**Problem description:** Determine how many lines below contain the word "instance", then state only that figure.

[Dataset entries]
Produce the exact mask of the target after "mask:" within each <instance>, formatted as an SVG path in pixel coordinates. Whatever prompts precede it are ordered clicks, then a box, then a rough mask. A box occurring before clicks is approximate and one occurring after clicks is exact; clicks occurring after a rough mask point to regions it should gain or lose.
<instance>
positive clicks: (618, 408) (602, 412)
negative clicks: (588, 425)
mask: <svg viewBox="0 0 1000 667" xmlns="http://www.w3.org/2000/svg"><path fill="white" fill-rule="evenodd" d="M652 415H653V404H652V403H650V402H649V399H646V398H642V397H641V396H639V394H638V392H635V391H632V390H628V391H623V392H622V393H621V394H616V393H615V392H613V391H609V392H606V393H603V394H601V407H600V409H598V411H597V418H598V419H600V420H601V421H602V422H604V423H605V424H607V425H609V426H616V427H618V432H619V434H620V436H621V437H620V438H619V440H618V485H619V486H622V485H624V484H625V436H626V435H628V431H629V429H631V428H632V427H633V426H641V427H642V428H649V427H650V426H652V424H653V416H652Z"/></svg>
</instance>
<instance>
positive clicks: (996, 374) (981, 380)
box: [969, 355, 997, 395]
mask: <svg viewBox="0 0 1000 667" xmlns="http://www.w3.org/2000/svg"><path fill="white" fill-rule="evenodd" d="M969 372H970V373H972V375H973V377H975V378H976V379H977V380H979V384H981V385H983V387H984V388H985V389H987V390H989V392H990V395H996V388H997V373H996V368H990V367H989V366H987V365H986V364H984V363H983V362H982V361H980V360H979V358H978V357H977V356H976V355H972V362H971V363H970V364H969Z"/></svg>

**Reply to the task:** 4